TEXT TO READ
__________________________________________________

Ballast is used in ships to provide moment to resist the lateral forces on the hull. Insufficiently ballasted boats tend to tip or heel excessively in high winds.  Too much heel may result in the vessel capsizing. If a sailing vessel needs to voyage without cargo, then ballast of little or no value will be loaded to keep the vessel upright. Some or all of this ballast will then be discarded when cargo is loaded.

Uses 

Ballast takes many forms. The simplest form of ballast used in small day sailers is so-called "live ballast", or the weight of the crew. By sitting on the windward side of the hull, the heeling moment must lift the weight of the crew. On more advanced racing boats, a wire harness called a trapeze is used to allow the crew to hang completely over the side of the hull without falling out; this provides much larger amounts of righting moment due to the larger leverage of the crew's weight, but can be dangerous if the wind suddenly dies, as the sudden loss of heeling moment can dump the crew in the water. On larger modern vessels, the keel is made of or filled with a high density material, such as concrete, iron, or lead. By placing the weight as low as possible (often in a large bulb at the bottom of the keel) the maximum righting moment can be extracted from the given mass. Traditional forms of ballast carried inside the hull were stones or sand.

High-density ballast 
There are disadvantages to using high-density ballast.  The first is the increased mass of the boat; a heavier boat sits lower in the water, increasing drag when it moves, and is generally less responsive to steering.  A heavier boat is also more difficult to put on a trailer and tow behind an automobile.  Secondly, since the ballast needs to be as low as possible, it is often placed into a centerboard or retracting keel, requiring a heavy-duty crank to lift the massive foil.  The simplest solution is to use a fixed ballasted keel, but that makes the boat nearly incapable of sailing in very shallow water, and more difficult to handle when out of the water. While prohibited by most class racing rules, some cutting-edge boats use a bulb of ballast on a long, thin keel that can tilt from side to side to create a canting keel.  This lets the ballast be placed on the windward side, providing a far greater righting moment with a lower angle of heel.  Tilting the keel, however, greatly reduces its lift, so canting keels are usually combined with a retractable centerboard or daggerboard that is deployed when the keel is tilted, and retracted (to reduce drag) when the keel is returned to the vertical. Some canting keels are designed so that when fully extended to either side they have an angle of attack of about 5° allowing the hydrofoil effect of the blade to lift the boat up and reduce wetted surface area for an increase in boat speed.

__________________________________________________

RECORDS SUPPLIED
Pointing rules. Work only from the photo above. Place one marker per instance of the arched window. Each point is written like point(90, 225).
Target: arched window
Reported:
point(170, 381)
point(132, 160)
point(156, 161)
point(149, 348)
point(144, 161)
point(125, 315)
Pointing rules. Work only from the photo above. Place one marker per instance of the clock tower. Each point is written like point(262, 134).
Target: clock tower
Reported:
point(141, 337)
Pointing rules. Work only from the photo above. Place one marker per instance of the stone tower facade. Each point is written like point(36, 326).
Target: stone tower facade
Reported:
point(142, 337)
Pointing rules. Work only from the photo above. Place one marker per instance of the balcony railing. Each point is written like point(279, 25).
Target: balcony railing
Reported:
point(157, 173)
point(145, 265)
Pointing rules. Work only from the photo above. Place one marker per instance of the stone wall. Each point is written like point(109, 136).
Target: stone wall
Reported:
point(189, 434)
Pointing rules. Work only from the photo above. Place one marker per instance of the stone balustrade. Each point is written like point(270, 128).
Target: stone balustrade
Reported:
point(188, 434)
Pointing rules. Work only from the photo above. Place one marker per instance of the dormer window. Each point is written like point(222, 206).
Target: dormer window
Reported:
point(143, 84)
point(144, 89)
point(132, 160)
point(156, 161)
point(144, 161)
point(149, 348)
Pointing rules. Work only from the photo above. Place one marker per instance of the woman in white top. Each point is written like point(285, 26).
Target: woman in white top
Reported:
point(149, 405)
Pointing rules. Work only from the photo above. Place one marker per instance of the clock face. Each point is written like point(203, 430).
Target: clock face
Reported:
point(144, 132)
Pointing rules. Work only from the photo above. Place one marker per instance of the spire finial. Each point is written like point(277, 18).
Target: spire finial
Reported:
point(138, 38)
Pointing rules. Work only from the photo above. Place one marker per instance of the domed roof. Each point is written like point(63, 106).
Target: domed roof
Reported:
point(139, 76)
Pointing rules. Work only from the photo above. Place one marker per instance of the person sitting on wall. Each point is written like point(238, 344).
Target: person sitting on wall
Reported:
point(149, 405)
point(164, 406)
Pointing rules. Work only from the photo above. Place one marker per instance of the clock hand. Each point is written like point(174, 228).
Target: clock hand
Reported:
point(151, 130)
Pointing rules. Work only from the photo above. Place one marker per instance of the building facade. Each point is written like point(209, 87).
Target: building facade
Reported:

__________________________________________________

GIVEN TASK 1
In the ballast text, what were the traditional forms of ballast carried inside the hull?
GIVEN TASK 2
Say whether each statement agrees with the ballast text, answering yes or no and quoting the words of the text that decide it: (a) In small day sailers, the crew's weight can serve as ballast. (b) Most class racing rules allow canting keels. (c) A heavier boat sits higher in the water.
GIVEN TASK 3
Please retype the part of the ballast text that opens with the words containing "Ballast is used" and closes with "cargo is loaded.".

COMPLETE RESPONSE 1
Stones or sand.

COMPLETE RESPONSE 2
(a) Yes: "or the weight of the crew"
(b) No: "While prohibited by most class racing rules"
(c) No: "a heavier boat sits lower in the water"

COMPLETE RESPONSE 3
Ballast is used in ships to provide moment to resist the lateral forces on the hull. Insufficiently ballasted boats tend to tip or heel excessively in high winds.  Too much heel may result in the vessel capsizing. If a sailing vessel needs to voyage without cargo, then ballast of little or no value will be loaded to keep the vessel upright. Some or all of this ballast will then be discarded when cargo is loaded.